### WHAT YOU SHOULD DO
The entries below must be restated word for word.

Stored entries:
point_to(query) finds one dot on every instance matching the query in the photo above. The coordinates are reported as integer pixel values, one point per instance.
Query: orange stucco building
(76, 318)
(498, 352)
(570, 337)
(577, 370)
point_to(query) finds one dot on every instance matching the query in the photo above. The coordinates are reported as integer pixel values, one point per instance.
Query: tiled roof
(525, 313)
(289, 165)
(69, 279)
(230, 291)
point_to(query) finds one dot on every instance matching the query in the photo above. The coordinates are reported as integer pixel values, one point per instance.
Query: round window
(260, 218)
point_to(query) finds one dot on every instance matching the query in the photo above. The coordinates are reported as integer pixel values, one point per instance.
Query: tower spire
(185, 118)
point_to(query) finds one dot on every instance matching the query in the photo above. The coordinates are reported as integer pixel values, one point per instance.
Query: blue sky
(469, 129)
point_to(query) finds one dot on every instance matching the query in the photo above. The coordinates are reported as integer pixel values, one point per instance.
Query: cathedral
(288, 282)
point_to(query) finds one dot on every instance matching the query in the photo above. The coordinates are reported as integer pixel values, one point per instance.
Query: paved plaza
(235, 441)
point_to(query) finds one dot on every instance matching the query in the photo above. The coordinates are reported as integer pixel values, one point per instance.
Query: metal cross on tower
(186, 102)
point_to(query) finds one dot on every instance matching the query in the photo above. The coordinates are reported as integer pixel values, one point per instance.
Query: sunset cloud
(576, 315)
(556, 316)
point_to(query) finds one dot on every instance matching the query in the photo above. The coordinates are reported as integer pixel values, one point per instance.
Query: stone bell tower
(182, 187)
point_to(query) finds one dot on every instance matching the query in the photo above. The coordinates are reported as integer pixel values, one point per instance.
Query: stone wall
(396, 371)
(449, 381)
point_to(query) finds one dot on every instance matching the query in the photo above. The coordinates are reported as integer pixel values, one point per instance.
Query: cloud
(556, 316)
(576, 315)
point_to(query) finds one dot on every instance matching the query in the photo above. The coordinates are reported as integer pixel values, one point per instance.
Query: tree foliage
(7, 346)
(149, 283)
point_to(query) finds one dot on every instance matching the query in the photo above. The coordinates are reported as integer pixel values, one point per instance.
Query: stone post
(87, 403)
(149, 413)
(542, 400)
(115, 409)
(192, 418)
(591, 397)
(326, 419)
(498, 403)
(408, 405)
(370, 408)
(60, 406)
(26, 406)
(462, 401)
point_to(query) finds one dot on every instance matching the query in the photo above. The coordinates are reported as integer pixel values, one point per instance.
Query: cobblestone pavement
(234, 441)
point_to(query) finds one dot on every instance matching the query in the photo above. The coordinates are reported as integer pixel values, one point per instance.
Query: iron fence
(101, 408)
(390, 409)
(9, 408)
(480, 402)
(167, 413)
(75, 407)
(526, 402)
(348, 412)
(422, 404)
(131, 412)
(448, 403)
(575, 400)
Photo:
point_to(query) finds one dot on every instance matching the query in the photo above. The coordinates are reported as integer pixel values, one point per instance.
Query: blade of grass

### YOUR SOLUTION
point_to(query) finds one dot on every instance matching the query in the photo above. The coordinates are reported as integer pixel values, one point per instance.
Query: orange stucco building
(76, 318)
(498, 352)
(570, 337)
(577, 370)
point_to(query) finds one dot on every instance matching the query in the photo above. The coordinates are reported as integer pixel values, one point per instance.
Query: tiled roof
(525, 313)
(289, 165)
(69, 279)
(230, 291)
point_to(query) finds one dot on every instance matching the query in the photo above. The coordinates are reported as integer pixel values, one point per instance.
Query: round window
(260, 218)
point_to(query) finds one dot on every instance matching the query in the photo above. The coordinates are reported as integer pixel values, one point per instance.
Query: tower spire
(185, 118)
point_to(query) finds one dot on every instance matching the query in the photo above. The coordinates are reported as integer pixel values, one point per instance.
Query: blue sky
(469, 129)
point_to(query) finds one dot on every instance matching the query in the photo above. The coordinates are reported as integer pixel values, one point per instance.
Query: cathedral
(288, 282)
point_to(query) finds one dot on every instance matching the query in the photo above. The coordinates are reported as integer pixel values, one point per instance.
Query: paved plaza
(235, 441)
point_to(query) finds one dot on every instance matching the query in the photo above. The coordinates are reported as integer pixel values, one point per instance.
Query: metal cross on tower
(186, 102)
point_to(query) finds one dot on every instance matching the query in the photo above. The coordinates are reported as integer pixel values, one point per instance.
Query: sunset cloud
(576, 315)
(556, 316)
point_to(query) finds one dot on every instance matching the query in the photo above. The coordinates are reported as integer pixel values, one point per instance.
Query: stone bell tower
(182, 187)
point_to(query) finds one dot on every instance matching the query in the photo above. The coordinates are reported as integer pixel values, one point per instance.
Query: stone wall
(396, 371)
(449, 381)
point_to(query) finds one dot on every instance matching the query in the photo above. The coordinates are reported as integer pixel values, one point per instance.
Query: cloud
(556, 316)
(576, 315)
point_to(query) finds one dot on every instance matching the query in the photo above. The coordinates are reported as integer pixel values, one point per instance.
Query: tree foliage
(7, 346)
(149, 283)
point_to(query) finds one dot on every instance matching the query in the photo above. The coordinates are reported as integer pixel values, one point per instance.
Query: stone post
(87, 403)
(149, 413)
(542, 400)
(115, 409)
(192, 418)
(591, 397)
(326, 419)
(498, 403)
(408, 405)
(370, 408)
(60, 406)
(26, 406)
(462, 401)
point_to(query) finds one dot on every instance matching the query in the photo above. The coordinates are reported as integer pixel values, one point per instance.
Query: cobblestone pavement
(234, 441)
point_to(query) finds one dot on every instance matching the query in the photo above. The coordinates are reported as integer pixel values, one point per instance.
Query: iron fence
(101, 408)
(390, 409)
(9, 408)
(480, 402)
(167, 413)
(75, 407)
(526, 402)
(348, 412)
(422, 404)
(131, 412)
(448, 403)
(575, 400)
Photo:
point_to(query) finds one dot on every instance matching the query in the photo above. The coordinates are reported as integer pixel values, one point per instance.
Query: blade of grass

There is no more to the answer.